Cassi Coutinho: “Não há democracia com desigualdade social e racial”
Historiadora, e integrante da Secretaria Nacional de Combate ao Racismo do PT, falou ao Café PT desta quarta-feira (11) sobre cotas, desafios educacionais e a estética como resistência política
Publicado em
O Café PT desta quarta-feira (11) recebeu a doutora em História e integrante da Secretaria Nacional de Combate ao Racismo do PT, Cassi Coutinho, que trouxe reflexões sobre a realidade brasileira e o impacto das políticas afirmativas e da estética negra no enfrentamento ao racismo estrutural.
Para a historiadora, avanços importantes foram alcançados, mas ainda há desafios significativos pela frente. “Não há democracia com desigualdade social e racial”, pontuou.
Coutinho compartilhou sua experiência direta com a implementação das cotas raciais no ensino superior. Ainda como estudante de História na Universidade Federal da Bahia (UFBA), ela teve a oportunidade de participar do Projeto Permanência, iniciativa voltada à assistência de estudantes cotistas. O programa não apenas garantia bolsas de apoio financeiro, mas também oferecia reforço acadêmico em áreas fundamentais como português, inglês e matemática.

○ ○ ○

Partes do exercício »
[1] Na reportagem sobre Cassi Coutinho, liste as áreas em que o Projeto Permanência oferecia reforço acadêmico.
[2] Prossiga com a reportagem sobre Cassi Coutinho, começando logo após a última frase apresentada.

Dados disponíveis »
○ ○ ○

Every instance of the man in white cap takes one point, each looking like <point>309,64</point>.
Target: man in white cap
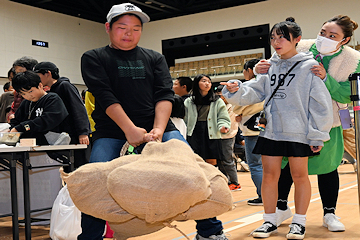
<point>133,94</point>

○ ○ ○

Resultados das tarefas »
[1] Português, inglês e matemática.

[2]
“A gente sabe que hoje não é apenas entrar na universidade; é preciso também criar condições para que esses estudantes permaneçam nela”, explicou.
Ela destacou as dificuldades enfrentadas por estudantes negros, especialmente aqueles vindos de famílias de baixa renda, que muitas vezes precisam conciliar trabalho, estudo e cuidado com a família. Para Cassi, a permanência na universidade envolve custos que vão além das taxas de matrícula: deslocamento, alimentação, material didático e participação em eventos acadêmicos também pesam no orçamento.
Leia mais: Ministra Anielle Franco destaca ações afirmativas de igualdade racial no Café PT
“A universidade é um investimento, mas sem suporte financeiro, muitos acabam desistindo”, reforçou.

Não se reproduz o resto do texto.